▶ SET EXERCISE
Rewrite the entries below from the line containing "Could you indicate the green" through the end of the entries, swapping every "pictured above" for "shown above" and leaving all else as it is.

▶ DATA
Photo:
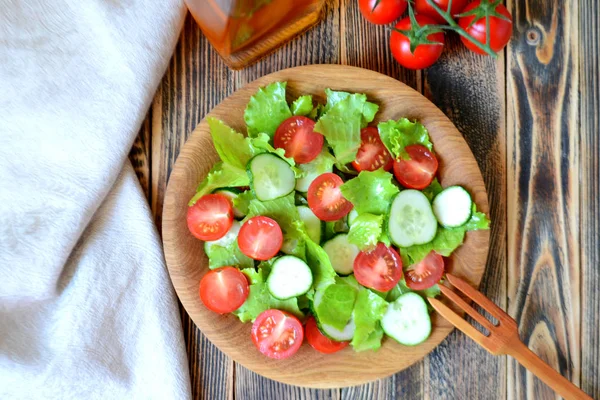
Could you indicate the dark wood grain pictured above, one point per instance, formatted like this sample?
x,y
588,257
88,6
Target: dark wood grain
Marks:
x,y
141,155
459,77
543,191
589,81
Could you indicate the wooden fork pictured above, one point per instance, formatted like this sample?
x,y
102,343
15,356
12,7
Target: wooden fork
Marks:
x,y
503,337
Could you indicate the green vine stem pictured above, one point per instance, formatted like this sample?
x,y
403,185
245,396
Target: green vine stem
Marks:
x,y
488,10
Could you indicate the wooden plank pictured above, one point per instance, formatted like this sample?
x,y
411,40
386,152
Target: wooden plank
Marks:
x,y
366,45
469,88
589,69
196,80
141,155
543,190
319,45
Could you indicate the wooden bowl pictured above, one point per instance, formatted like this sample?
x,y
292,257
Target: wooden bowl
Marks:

▶ TASK SOLUTION
Could you indicate the green vine stem shown above, one point per instance, formatted like this sample?
x,y
403,185
245,396
Target: green vine stem
Marks:
x,y
488,10
Could you indicate the wooden plank shown above, one point per instance, formatted like this sample?
x,y
411,40
386,152
Target: wooden plank
Marks:
x,y
366,45
469,88
589,69
196,80
141,155
543,190
319,45
Could you indicate the wooden bowl shown above, one point per instance, formatted like this sample?
x,y
292,257
Target: wooden bowl
Marks:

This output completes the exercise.